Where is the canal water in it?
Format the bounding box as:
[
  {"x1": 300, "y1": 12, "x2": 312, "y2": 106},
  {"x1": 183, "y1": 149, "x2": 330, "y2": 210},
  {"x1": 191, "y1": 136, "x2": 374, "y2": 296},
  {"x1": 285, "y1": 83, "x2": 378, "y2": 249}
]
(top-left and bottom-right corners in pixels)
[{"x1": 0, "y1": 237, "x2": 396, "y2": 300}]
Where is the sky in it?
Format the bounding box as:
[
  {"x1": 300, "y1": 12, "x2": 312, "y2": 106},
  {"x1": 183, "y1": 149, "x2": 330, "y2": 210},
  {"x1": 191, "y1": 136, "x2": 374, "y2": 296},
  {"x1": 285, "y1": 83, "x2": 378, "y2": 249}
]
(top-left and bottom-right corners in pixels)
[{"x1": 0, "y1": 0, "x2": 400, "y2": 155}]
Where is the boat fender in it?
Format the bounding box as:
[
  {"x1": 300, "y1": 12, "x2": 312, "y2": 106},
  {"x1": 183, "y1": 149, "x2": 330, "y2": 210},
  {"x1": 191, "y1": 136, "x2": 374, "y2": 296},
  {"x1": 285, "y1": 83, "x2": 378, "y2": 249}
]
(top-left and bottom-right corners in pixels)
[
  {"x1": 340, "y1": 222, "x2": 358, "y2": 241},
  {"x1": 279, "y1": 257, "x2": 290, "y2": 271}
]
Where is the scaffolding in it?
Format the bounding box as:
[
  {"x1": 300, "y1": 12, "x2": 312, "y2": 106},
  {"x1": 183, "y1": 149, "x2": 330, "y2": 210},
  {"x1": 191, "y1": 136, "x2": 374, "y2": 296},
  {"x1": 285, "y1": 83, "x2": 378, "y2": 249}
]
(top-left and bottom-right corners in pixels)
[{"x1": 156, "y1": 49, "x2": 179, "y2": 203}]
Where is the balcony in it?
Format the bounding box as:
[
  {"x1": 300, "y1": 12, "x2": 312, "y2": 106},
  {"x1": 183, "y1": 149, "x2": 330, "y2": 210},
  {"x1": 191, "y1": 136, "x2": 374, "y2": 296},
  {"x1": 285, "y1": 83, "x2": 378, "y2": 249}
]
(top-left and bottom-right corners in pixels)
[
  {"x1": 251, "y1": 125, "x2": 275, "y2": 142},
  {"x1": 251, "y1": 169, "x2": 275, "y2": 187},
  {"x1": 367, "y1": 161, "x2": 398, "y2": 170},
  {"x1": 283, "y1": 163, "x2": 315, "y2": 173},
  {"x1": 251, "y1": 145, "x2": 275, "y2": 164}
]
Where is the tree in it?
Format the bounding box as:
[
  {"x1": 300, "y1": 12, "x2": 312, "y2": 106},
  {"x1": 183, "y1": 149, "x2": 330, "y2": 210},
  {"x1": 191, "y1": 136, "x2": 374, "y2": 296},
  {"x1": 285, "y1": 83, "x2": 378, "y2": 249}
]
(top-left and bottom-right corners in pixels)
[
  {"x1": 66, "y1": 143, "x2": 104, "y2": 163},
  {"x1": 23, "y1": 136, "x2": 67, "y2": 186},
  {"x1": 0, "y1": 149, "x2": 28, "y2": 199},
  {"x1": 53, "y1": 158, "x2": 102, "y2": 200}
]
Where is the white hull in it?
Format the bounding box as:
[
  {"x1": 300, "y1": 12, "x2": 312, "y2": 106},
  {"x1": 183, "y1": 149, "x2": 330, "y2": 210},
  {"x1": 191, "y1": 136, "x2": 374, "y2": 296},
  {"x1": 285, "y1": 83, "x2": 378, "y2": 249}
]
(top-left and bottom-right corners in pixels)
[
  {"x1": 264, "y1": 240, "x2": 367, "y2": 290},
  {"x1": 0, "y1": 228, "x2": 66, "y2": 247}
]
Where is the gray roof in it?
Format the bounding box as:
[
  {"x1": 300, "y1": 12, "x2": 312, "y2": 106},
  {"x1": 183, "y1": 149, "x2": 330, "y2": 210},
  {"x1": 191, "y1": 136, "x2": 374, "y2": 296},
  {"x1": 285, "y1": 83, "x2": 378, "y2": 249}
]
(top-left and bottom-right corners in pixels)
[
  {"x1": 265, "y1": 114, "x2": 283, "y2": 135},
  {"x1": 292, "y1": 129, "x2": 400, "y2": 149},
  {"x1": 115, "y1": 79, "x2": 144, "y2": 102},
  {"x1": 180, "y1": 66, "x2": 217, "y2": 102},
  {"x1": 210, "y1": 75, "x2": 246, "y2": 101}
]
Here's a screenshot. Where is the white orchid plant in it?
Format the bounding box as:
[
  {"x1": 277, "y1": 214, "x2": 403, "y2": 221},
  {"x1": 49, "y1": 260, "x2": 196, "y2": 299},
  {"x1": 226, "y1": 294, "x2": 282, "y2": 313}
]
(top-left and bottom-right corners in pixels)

## What you should do
Tally the lines of the items above that contain the word "white", treating uppercase and lowercase as different, and give only the number.

## Correct answer
2